• THE PROBLEM: In the defense announcement below, please state which room the event takes place in.
* begin SOURCE DOCUMENT *
PhD Defense: Ibrahim Akgun, Using Machine Learning to Improve Operating Systems' I/O Subsystems

Friday, November 18, 2022 - 11:00am to 1:00pm
NCS 115
Event Description: 

Despite the ever-changing nature of computing systems, operating systems and storage systems are still following the architectures, algorithms, and structures built decades ago.  Modern software stacks generate complicated and dynamic workloads which are running on statically configured storage stacks.  To provide the best performance for various dynamic workloads, we need self-adaptive, dynamically configured storage systems.  However, considering the current design principles of storage and operating systems, there is no support system to achieve self-adaptability.

One of the possible solutions to fulfill the self-adaptability needed in storage and operating systems is approaching operating system problems with machine learning assistance.  Researchers have tried using machine learning to solve operating system problems; however, existing solutions are either not practical or not versatile enough.  Therefore, we propose a complete pipeline to build machine learning models to improve operating system components, especially I/O subsystems and their performance.  First, we provide a low-overhead and high-fidelity data-collection framework to trace and collect data from inside operating systems.  We then develop a lightweight and efficient machine learning (ML) framework that can run at the kernel level and tune kernel parameters to improve I/O performance.
* end SOURCE DOCUMENT *
* begin RECORDS *
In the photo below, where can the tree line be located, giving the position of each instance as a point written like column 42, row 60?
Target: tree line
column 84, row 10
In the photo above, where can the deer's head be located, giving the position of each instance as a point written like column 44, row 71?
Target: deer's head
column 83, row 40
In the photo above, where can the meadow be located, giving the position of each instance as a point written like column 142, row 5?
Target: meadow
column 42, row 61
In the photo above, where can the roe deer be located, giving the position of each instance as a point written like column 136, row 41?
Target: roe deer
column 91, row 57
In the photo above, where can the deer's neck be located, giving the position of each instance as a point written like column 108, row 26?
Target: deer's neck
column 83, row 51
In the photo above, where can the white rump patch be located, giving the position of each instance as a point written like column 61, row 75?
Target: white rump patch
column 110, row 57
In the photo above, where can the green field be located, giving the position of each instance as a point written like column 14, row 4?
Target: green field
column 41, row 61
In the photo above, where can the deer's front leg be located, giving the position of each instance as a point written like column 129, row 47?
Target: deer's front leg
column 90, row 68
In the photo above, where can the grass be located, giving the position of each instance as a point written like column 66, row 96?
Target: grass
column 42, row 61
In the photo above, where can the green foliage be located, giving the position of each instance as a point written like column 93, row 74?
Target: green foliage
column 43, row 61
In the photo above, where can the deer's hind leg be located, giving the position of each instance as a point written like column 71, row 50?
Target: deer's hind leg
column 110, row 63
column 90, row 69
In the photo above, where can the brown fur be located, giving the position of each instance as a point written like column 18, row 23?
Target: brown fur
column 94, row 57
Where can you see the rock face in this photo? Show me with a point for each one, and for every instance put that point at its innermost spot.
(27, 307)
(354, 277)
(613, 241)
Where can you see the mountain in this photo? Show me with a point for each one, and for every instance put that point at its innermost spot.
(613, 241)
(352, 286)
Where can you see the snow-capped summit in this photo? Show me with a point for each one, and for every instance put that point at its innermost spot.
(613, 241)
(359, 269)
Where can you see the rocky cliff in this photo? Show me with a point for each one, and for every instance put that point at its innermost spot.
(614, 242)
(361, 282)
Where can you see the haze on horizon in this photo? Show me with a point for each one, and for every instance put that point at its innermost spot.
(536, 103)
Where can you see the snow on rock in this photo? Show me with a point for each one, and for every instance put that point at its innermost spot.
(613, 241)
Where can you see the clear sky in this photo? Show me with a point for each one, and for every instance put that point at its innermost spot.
* end RECORDS *
• WORKED ANSWER: NCS 115